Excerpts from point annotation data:
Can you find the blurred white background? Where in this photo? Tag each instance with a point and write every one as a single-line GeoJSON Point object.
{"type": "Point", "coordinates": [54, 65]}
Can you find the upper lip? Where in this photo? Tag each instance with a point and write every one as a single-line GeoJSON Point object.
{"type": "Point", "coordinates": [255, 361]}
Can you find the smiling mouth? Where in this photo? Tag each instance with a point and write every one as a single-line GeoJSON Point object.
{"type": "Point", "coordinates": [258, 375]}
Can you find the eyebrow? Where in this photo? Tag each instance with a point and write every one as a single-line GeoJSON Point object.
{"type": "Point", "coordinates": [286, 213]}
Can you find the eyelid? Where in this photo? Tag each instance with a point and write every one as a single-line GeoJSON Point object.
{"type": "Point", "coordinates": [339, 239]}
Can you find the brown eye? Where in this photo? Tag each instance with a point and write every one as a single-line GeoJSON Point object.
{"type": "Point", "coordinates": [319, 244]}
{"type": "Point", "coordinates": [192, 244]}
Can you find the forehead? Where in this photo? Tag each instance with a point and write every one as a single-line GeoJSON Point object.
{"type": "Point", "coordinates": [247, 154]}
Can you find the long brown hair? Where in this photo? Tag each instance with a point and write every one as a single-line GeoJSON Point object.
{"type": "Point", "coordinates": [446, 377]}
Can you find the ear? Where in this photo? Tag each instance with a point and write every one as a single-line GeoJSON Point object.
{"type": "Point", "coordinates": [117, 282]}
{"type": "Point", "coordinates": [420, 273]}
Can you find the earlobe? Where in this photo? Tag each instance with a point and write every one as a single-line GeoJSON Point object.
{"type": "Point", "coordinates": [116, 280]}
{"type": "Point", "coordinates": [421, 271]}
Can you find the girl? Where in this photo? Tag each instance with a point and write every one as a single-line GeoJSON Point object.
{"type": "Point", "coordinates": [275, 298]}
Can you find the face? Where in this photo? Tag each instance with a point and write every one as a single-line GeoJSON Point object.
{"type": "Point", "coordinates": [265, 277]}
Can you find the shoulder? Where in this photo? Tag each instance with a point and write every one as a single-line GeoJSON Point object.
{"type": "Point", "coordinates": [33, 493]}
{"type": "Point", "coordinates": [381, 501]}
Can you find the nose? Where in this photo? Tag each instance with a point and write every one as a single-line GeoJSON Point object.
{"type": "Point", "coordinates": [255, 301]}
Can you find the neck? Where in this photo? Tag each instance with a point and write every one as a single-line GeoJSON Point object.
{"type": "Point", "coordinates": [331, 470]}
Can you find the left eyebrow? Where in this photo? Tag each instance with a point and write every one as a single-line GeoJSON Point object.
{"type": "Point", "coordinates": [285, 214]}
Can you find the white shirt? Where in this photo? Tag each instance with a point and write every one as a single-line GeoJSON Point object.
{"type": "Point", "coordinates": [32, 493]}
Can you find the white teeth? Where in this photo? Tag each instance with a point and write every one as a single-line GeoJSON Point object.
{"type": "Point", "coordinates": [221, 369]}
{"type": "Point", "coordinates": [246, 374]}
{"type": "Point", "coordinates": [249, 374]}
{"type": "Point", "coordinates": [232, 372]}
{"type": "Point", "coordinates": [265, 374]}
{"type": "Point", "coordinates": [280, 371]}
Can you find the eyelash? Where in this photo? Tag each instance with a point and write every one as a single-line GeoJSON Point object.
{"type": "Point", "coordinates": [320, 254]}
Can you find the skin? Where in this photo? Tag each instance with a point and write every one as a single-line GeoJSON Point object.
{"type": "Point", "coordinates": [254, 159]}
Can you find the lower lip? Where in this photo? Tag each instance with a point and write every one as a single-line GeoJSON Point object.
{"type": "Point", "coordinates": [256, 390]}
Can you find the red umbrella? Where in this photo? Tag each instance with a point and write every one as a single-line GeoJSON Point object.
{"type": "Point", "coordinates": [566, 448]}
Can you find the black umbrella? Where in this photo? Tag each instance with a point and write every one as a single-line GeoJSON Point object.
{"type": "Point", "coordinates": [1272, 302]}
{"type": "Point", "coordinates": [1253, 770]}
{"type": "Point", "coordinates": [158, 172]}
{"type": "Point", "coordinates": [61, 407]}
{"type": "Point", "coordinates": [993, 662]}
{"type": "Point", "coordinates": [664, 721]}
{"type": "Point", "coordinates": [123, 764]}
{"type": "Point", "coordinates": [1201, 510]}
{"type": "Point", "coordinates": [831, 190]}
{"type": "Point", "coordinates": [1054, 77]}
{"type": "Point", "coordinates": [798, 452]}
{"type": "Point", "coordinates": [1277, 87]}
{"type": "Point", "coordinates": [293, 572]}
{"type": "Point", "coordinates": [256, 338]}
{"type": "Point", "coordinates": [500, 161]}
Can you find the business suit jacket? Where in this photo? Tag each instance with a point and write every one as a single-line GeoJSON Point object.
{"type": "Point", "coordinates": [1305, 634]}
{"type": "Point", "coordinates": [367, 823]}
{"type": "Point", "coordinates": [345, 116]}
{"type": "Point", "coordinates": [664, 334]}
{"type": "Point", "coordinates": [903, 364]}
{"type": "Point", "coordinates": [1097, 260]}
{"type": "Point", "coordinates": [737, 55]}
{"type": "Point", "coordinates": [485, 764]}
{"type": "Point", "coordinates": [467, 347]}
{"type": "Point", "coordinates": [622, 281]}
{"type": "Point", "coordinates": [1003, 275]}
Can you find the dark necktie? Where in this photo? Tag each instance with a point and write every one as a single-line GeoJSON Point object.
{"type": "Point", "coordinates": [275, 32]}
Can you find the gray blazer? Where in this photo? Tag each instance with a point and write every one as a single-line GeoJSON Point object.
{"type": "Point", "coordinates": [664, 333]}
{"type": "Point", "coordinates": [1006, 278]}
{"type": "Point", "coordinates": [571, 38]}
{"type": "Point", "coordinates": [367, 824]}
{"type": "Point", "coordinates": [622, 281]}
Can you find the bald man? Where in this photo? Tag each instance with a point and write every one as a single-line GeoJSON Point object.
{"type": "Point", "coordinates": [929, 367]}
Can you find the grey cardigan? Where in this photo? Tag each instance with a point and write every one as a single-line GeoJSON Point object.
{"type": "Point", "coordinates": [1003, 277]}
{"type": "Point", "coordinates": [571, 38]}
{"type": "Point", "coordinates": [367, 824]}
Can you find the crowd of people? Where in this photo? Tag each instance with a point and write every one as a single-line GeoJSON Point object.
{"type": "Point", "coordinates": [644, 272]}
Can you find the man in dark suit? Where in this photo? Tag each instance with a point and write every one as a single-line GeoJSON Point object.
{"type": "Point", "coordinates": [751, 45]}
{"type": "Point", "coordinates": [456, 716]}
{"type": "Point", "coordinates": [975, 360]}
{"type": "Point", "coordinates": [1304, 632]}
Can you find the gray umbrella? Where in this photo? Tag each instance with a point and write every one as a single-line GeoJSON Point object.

REQUEST: Rewrite the listing above, swapping "Tag" for "Mark" wherever it occurs and leaving everything else unchanged.

WRITTEN ANSWER:
Can you find the blurred white background? Where in this photo? Mark each instance with a point and write every one as a single-line GeoJSON Point object.
{"type": "Point", "coordinates": [54, 65]}
Can you find the upper lip? Where in this photo? Mark each instance with a point and write every one as a single-line GeoJSON Point object.
{"type": "Point", "coordinates": [255, 361]}
Can you find the smiling mouth? Where in this photo? Mark each instance with a point and write every one as a single-line GeoJSON Point object.
{"type": "Point", "coordinates": [258, 375]}
Can you find the eyebrow? Where in this photo? Mark each instance with a point and write every one as a single-line GeoJSON Point object.
{"type": "Point", "coordinates": [286, 213]}
Can you find the eyelid? Where in this photo? Mark each instance with a point and write every one as a single-line GeoJSON Point object.
{"type": "Point", "coordinates": [339, 239]}
Can you find the brown eye? Where in this photo? Mark each instance with a point and write every one as a single-line GeoJSON Point object.
{"type": "Point", "coordinates": [319, 244]}
{"type": "Point", "coordinates": [192, 244]}
Can you find the forehead? Where in this photo? Mark each instance with a point and write every one as a single-line GeoJSON Point object.
{"type": "Point", "coordinates": [247, 154]}
Can you find the long brown hair? Where in this photo? Mark each instance with a point and write every one as a single-line GeoJSON Point object.
{"type": "Point", "coordinates": [446, 377]}
Can you find the ear? Where in this photo? Mark each instance with a point and write every one as a single-line GeoJSON Point object.
{"type": "Point", "coordinates": [117, 282]}
{"type": "Point", "coordinates": [420, 273]}
Can you find the earlobe? Where in this photo? Mark each instance with a point and write every one as a single-line GeoJSON Point object.
{"type": "Point", "coordinates": [116, 280]}
{"type": "Point", "coordinates": [421, 271]}
Can you find the girl? Where in this photo? Mark each instance with a point and write every one as a single-line GeoJSON Point object.
{"type": "Point", "coordinates": [275, 298]}
Can you find the face? Where in this photo? Mark each instance with a point and write every one as a single-line GeoJSON Point object.
{"type": "Point", "coordinates": [265, 277]}
Can you find the shoulder? Where in this photo? Mark each instance with a point and write every one as a single-line GeoJSON Point object.
{"type": "Point", "coordinates": [33, 493]}
{"type": "Point", "coordinates": [381, 501]}
Can you find the nose? Where in this photo? Mark each instance with a point and write every one as a single-line GeoJSON Point object.
{"type": "Point", "coordinates": [255, 301]}
Can you find the neck? Where in this photo? Mark each instance with a point and write every one as a single-line GeoJSON Point object.
{"type": "Point", "coordinates": [331, 470]}
Can you find the left eyebrow? Where in this photo? Mark each instance with a point and write every one as a single-line GeoJSON Point object.
{"type": "Point", "coordinates": [285, 214]}
Can you find the white shirt? Where in this photo? Mark each instance with a point and write every one as a single-line GeoJSON Point object.
{"type": "Point", "coordinates": [32, 493]}
Can you find the white teeth? Where in this photo? Mark each instance with a point and write every one as a single-line GeoJSON Point object.
{"type": "Point", "coordinates": [221, 369]}
{"type": "Point", "coordinates": [246, 374]}
{"type": "Point", "coordinates": [249, 374]}
{"type": "Point", "coordinates": [232, 372]}
{"type": "Point", "coordinates": [265, 374]}
{"type": "Point", "coordinates": [280, 371]}
Can you find the eyelash? Where in this photo? Mark each instance with a point and write every one as a single-line GeoJSON Point object.
{"type": "Point", "coordinates": [320, 254]}
Can you find the skin? Where in this photo? Mark each instance with a point and write every one as a single-line GeoJSON Point object.
{"type": "Point", "coordinates": [254, 159]}
Can you find the lower lip? Where in this photo? Mark each instance with a point and write every one as a single-line GeoJSON Point object.
{"type": "Point", "coordinates": [256, 390]}
Can you find the red umbrella? Where in this photo? Mark each instance with a point and write every one as a single-line GeoJSON Point object.
{"type": "Point", "coordinates": [566, 448]}
Can you find the black umbrella? Where in this photo? Mark each instance with a point and write every one as a single-line GeoJSON Point object.
{"type": "Point", "coordinates": [1272, 302]}
{"type": "Point", "coordinates": [1253, 770]}
{"type": "Point", "coordinates": [158, 172]}
{"type": "Point", "coordinates": [61, 407]}
{"type": "Point", "coordinates": [993, 662]}
{"type": "Point", "coordinates": [664, 721]}
{"type": "Point", "coordinates": [123, 764]}
{"type": "Point", "coordinates": [1201, 510]}
{"type": "Point", "coordinates": [831, 190]}
{"type": "Point", "coordinates": [1054, 77]}
{"type": "Point", "coordinates": [798, 452]}
{"type": "Point", "coordinates": [1277, 87]}
{"type": "Point", "coordinates": [293, 572]}
{"type": "Point", "coordinates": [256, 338]}
{"type": "Point", "coordinates": [500, 161]}
Can you find the business suit jacket? Where in this photo? Mark each instance with a point and write every one as a single-line GeoJSON Point object.
{"type": "Point", "coordinates": [1305, 634]}
{"type": "Point", "coordinates": [367, 823]}
{"type": "Point", "coordinates": [345, 116]}
{"type": "Point", "coordinates": [664, 334]}
{"type": "Point", "coordinates": [903, 364]}
{"type": "Point", "coordinates": [1097, 260]}
{"type": "Point", "coordinates": [737, 55]}
{"type": "Point", "coordinates": [485, 764]}
{"type": "Point", "coordinates": [467, 347]}
{"type": "Point", "coordinates": [622, 281]}
{"type": "Point", "coordinates": [1003, 275]}
Can you find the dark necktie? Where in this photo? Mark each instance with a point and write every one as a single-line GeoJSON Point object.
{"type": "Point", "coordinates": [275, 32]}
Can you find the gray blazer? Where in this photo? Mark each instance with a point and write every one as a single-line GeoJSON Point object.
{"type": "Point", "coordinates": [664, 333]}
{"type": "Point", "coordinates": [1006, 278]}
{"type": "Point", "coordinates": [571, 38]}
{"type": "Point", "coordinates": [367, 824]}
{"type": "Point", "coordinates": [622, 281]}
Can you find the bald man? Where in this photo? Mark each instance with a point and write every one as a single-line GeoJSON Point object.
{"type": "Point", "coordinates": [929, 367]}
Can you find the grey cardigan? Where in this photo? Mark each instance with a point and write every one as a single-line GeoJSON Point object.
{"type": "Point", "coordinates": [1003, 277]}
{"type": "Point", "coordinates": [571, 38]}
{"type": "Point", "coordinates": [367, 824]}
Can you find the crowd of people? Where in this photo? Mark each instance with a point and write every one as a single-line GeoJSON Point object.
{"type": "Point", "coordinates": [644, 272]}
Can you find the man in dark suit? Where in this photo? Mark each instance with a point and write every one as a single-line GeoJSON Point object.
{"type": "Point", "coordinates": [751, 45]}
{"type": "Point", "coordinates": [456, 716]}
{"type": "Point", "coordinates": [975, 360]}
{"type": "Point", "coordinates": [1304, 632]}
Can you find the gray umbrella? Where in this photo? Mark each instance with a point and write every one as a single-line GeoJSON Point object.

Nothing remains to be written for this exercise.